▶ _Your objective_: Reproduce all of the following data line for line, without any alteration.

Position identification records
*-*-*

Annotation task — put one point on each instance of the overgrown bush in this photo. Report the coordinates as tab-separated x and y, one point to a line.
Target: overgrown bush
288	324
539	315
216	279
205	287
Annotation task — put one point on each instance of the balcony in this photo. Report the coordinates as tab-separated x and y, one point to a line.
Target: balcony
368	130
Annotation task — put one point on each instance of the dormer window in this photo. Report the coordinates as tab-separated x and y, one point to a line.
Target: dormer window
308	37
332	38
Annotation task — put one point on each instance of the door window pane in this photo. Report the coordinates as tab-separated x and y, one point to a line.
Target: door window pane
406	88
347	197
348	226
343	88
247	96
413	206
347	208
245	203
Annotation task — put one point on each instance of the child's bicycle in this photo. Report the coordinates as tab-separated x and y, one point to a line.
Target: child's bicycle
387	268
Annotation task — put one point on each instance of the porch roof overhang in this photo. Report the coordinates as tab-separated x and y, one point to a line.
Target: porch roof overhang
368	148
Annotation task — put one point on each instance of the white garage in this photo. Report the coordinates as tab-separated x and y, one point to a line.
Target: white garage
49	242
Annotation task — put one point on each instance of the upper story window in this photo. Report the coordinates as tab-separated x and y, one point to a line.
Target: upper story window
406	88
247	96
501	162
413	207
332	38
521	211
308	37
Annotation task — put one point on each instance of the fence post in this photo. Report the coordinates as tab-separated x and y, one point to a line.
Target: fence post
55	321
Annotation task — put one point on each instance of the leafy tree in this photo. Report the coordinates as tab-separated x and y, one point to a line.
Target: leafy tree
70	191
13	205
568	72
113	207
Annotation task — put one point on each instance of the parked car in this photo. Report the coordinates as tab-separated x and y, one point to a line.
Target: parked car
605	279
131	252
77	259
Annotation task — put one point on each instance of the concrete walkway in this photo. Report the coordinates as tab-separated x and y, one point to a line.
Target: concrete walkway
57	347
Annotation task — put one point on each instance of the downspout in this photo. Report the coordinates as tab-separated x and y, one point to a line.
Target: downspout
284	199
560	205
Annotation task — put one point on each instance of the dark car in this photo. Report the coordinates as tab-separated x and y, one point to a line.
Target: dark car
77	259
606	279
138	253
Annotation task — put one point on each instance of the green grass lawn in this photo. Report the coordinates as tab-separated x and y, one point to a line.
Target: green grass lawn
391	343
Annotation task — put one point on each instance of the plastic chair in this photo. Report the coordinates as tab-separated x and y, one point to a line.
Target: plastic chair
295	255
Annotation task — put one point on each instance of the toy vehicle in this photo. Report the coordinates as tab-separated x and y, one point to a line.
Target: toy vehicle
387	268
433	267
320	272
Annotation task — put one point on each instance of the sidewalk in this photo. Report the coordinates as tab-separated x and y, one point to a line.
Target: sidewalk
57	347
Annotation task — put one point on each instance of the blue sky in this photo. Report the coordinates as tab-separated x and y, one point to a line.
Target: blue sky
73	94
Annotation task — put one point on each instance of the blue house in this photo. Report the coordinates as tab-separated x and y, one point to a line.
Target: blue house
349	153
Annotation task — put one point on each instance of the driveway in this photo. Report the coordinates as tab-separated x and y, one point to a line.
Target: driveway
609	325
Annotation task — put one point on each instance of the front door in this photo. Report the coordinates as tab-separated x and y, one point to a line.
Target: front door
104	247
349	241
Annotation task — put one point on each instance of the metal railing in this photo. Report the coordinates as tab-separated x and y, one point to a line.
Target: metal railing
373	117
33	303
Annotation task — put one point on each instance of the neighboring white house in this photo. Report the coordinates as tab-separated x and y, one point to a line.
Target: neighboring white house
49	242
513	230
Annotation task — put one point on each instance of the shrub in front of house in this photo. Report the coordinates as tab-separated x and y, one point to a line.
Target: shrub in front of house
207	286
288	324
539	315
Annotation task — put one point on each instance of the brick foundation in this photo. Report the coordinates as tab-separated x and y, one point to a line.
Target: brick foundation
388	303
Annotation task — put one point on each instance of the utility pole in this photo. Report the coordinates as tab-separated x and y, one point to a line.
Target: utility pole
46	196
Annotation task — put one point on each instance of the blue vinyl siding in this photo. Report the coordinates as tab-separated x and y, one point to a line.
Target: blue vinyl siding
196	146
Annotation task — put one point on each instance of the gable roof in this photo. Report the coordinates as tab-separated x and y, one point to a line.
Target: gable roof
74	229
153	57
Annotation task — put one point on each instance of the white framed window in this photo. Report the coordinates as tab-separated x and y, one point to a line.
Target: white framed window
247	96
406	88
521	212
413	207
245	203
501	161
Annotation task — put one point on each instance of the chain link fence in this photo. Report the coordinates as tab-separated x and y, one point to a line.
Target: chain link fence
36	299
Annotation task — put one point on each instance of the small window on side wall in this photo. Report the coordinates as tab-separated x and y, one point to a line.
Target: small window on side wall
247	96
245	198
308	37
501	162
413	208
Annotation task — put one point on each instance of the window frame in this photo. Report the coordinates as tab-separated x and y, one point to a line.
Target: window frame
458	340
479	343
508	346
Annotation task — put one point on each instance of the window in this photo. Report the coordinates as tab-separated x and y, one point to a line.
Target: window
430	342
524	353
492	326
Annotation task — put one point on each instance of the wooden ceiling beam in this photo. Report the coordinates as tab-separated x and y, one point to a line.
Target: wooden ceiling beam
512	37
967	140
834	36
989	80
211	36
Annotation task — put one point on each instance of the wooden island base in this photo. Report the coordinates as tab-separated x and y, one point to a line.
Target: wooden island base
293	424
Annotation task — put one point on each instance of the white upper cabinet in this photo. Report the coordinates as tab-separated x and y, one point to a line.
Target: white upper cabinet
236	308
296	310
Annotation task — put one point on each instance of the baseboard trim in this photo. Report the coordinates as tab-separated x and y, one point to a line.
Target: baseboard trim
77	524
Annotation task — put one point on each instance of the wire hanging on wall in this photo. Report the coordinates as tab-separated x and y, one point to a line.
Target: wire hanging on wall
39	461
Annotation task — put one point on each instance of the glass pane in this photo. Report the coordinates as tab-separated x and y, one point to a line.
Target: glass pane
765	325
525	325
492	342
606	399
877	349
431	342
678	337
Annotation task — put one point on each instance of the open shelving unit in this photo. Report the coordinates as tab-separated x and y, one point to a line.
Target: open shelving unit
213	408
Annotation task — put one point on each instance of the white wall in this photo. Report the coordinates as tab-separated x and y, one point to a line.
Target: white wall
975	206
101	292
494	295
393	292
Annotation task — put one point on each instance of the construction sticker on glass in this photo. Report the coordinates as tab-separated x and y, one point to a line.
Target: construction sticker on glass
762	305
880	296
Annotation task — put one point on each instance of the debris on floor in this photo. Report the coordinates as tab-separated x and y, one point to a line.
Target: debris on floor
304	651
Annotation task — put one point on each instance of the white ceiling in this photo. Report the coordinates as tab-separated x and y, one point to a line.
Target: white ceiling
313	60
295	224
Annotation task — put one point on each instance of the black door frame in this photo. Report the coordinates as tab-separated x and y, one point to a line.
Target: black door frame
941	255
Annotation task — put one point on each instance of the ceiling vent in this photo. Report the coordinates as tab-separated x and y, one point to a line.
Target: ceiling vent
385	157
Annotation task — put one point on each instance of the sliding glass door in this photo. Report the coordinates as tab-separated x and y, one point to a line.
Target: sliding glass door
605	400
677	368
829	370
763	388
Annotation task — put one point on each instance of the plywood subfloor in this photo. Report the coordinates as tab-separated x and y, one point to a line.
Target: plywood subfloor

*-*-*

▶ _Solved exercise_:
Annotation task — put one point on each instance of the overgrown bush in this photo. Report the coordinates as tab-separated x and y, one point to a line.
Target: overgrown bush
288	324
539	315
216	279
205	287
Annotation task — put one point on each instance of the balcony in this photo. Report the coordinates as tab-separated x and y, one point to a line.
Target: balcony
368	130
Annotation task — put one point on each instance of the dormer window in this photo. Report the coordinates as tab-separated x and y, one point to a line.
Target: dormer window
308	37
332	38
Annotation task — put one point on each instance of the door window pane in this photo. Report the coordinates as tab-separated x and y, one point to a line.
Target: door window pane
406	88
347	197
348	226
343	88
247	96
413	206
347	208
245	203
Annotation task — put one point on each instance of the child's bicycle in this photo. Report the coordinates as tab-separated x and y, one point to a line.
Target: child's bicycle
387	268
Annotation task — put one point on each instance of the porch roof overhang in this photo. Report the coordinates as tab-separated x and y, one point to a line.
Target: porch roof overhang
368	148
Annotation task — put one point on each instance of the white garage in this photo. Report the coordinates as tab-separated x and y, one point to a line.
Target: white garage
49	242
Annotation task — put one point on each instance of the upper story window in this photo. Report the coordinates as tab-separated x and y, one point to a line.
Target: upper story window
406	88
247	96
501	162
413	207
332	38
521	211
308	37
Annotation task — put one point on each instance of the fence post in this photo. Report the coordinates as tab-separated x and y, one point to a line.
Target: fence post
55	321
Annotation task — put one point on each instance of the leafy tree in this photo. Report the coordinates as tab-separated x and y, one point to a line.
Target: leafy tree
70	191
13	205
568	72
113	207
Annotation task — put one point on each instance of the parked car in this photo. Report the coordinates as tab-separated x and y, one point to a line.
Target: parked car
605	279
131	252
77	259
Annotation task — put one point on each instance of the concrete walkway in this photo. Report the coordinates as tab-separated x and y, one point to a line.
Target: concrete walkway
57	347
Annotation task — put one point on each instance of the downspout in this photo. Report the coordinates as tab-separated x and y, one point to a line.
Target: downspout
284	199
560	205
Annotation task — put one point on each instance of the dark car in this photo. Report the coordinates as tab-separated x and y, one point to a line.
Target: dark car
77	259
606	279
138	253
Annotation task — put one point on each instance of the green grass lawn in this photo. Report the coordinates as tab-separated x and y, one point to a line.
Target: green grass lawn
391	343
Annotation task — put one point on each instance of the plastic chair in this photo. Report the coordinates as tab-separated x and y, one point to a line.
Target: plastic chair
295	255
Annotation task — put one point on each instance of the toy vehicle in this photo. Report the coordinates as tab-separated x and y, one point to a line.
Target: toy vehicle
387	268
433	267
320	272
Annotation task — put one point on each instance of the sidewalk in this photo. Report the coordinates as tab-separated x and y, one point to a line.
Target: sidewalk
57	347
Annotation task — put one point on each instance of the blue sky in this photo. Report the coordinates as tab-separated x and y, one point to a line.
Target: blue sky
73	94
Annotation task — put one point on each instance of the blue house in this photo. Report the coordinates as tab-separated x and y, one point to a line.
Target: blue house
349	153
Annotation task — put one point on each instance of the driveway in this photo. Report the coordinates as tab-separated x and y, one point to a line.
Target: driveway
609	325
Annotation task — put one point on each instance of the front door in this photo. Report the coordinates as tab-separated x and y, one point to a line.
Target: front door
104	247
349	241
Annotation task — put one point on each instance of the metal railing in this photo. Report the coordinates as tab-separated x and y, one point to a line.
Target: metal railing
373	117
33	303
Annotation task — put one point on each instance of the neighboring white house in this photo. Report the coordinates as tab-separated x and y, one point to a line.
Target: neighboring white house
49	242
513	230
Annotation task — put one point on each instance of the shrub in front of house in this photo. Report the coordinates as tab-separated x and y, one point to a line.
Target: shrub in front of house
207	286
288	324
539	315
Annotation task — put one point on each instance of the brick foundation in this photo. Report the coordinates as tab-separated x and y, one point to a line.
Target: brick foundation
388	303
Annotation task — put one point on each instance of the utility pole in this photo. Report the coordinates as tab-separated x and y, one point to a line.
Target: utility pole
46	196
Annotation task — put one point on each instance of the blue vinyl siding in this photo. Report the coordinates as tab-separated x and y, one point to a line.
Target: blue vinyl siding
196	146
Annotation task — put one point on each instance of the gable roof in this photo. Report the coordinates as tab-separated x and y, one point to a line.
Target: gable roof
74	229
153	57
Annotation task — put one point on each instance of the white framed window in this photo. Report the coordinates as tab-separated x and y, one point to a line.
Target: white framed window
247	96
406	88
521	212
413	207
245	203
501	161
Annotation task — put one point on each instance of the chain link fence in this photo. Report the coordinates as tab-separated x and y, one point to a line.
Target: chain link fence
36	299
Annotation task — put one point on each instance of the small window on side wall in this photo. Report the coordinates as tab-separated x and y, one point to a line.
Target: small window on side wall
247	96
245	198
308	37
501	162
413	208
Annotation task — put one point on each instance of the window frame in this photo. Report the coordinates as tab-separated x and y, one point to a line.
Target: window frame
458	340
479	343
508	346
Annotation task — put one point on each instance of the window in this photo. Report the coordinates as tab-separated x and y, one point to a line.
Target: window
430	342
524	353
492	326
Annotation task — put one point on each instance of the wooden ceiling beam in this photo. Report the coordinates as tab-separated x and y, one point to a line.
Target: wooden ceiling beam
512	37
967	140
834	36
989	80
211	36
Annotation task — put one point on each instance of the wooden island base in this photo. Report the coordinates as tab-separated x and y, one point to a line.
Target: wooden island base
293	424
Annotation task — put one point on each instance of the white upper cabinet in this photo. Report the coordinates as tab-separated x and y, one point to a line.
Target: white upper cabinet
236	308
296	310
Annotation task — put one point on each instance of the baseboard trim in this photo. Report the coordinates as tab-separated x and y, one point to a line.
Target: baseboard trim
77	524
Annotation task — put one point on each instance of the wire hanging on wall in this photo. Report the coordinates as tab-separated x and y, one point to a line.
Target: wire hanging on wall
39	461
Annotation task — put one point on each instance of the glass pane in this photo. Report the coordinates as tab-separated x and y, one point to a line.
Target: glass pane
765	325
525	325
492	342
606	399
877	349
431	342
678	337
Annotation task — put one point on each instance of the open shelving unit in this photo. Report the coordinates as tab-separated x and y, one point to a line.
Target: open shelving unit
213	408
Annotation task — put one point on each instance of the white wall in this photo. Report the coordinates as tab-separated x and y, one point to a line.
Target: white wall
975	206
101	292
494	295
393	292
Annotation task — put one point on each instance of the construction sticker on glass in this photo. Report the coordinates as tab-separated x and y, one point to a line.
Target: construction sticker on glass
762	305
880	296
Annotation task — put one point on each instance of the debris on floor in this photo. Report the coordinates as tab-separated x and y, one point to a line.
Target: debris on floor
304	651
Annotation task — put one point on each instance of the white ceiling in this photo. Report the coordinates as tab-separated x and y, one point to a line.
Target: white ceiling
313	60
295	224
Annotation task — put one point on each instance of the black door frame in this photo. Report the coordinates as tab-separated x and y, one point to a line.
Target: black door frame
941	255
Annotation task — put one point on each instance of the ceiling vent in this photo. Report the coordinates as tab-separated x and y, one point to a line.
Target: ceiling vent
385	157
Annotation task — put one point on each instance of the sliding glass door in this photo. Report the coordinates as tab-separated x and y, one point to a line.
Target: sliding glass door
605	400
677	368
829	370
763	388
Annotation task — put one point on each instance of the plywood subfloor in this photo. Report the coordinates as tab-separated x and y, one point to a line.
Target: plywood subfloor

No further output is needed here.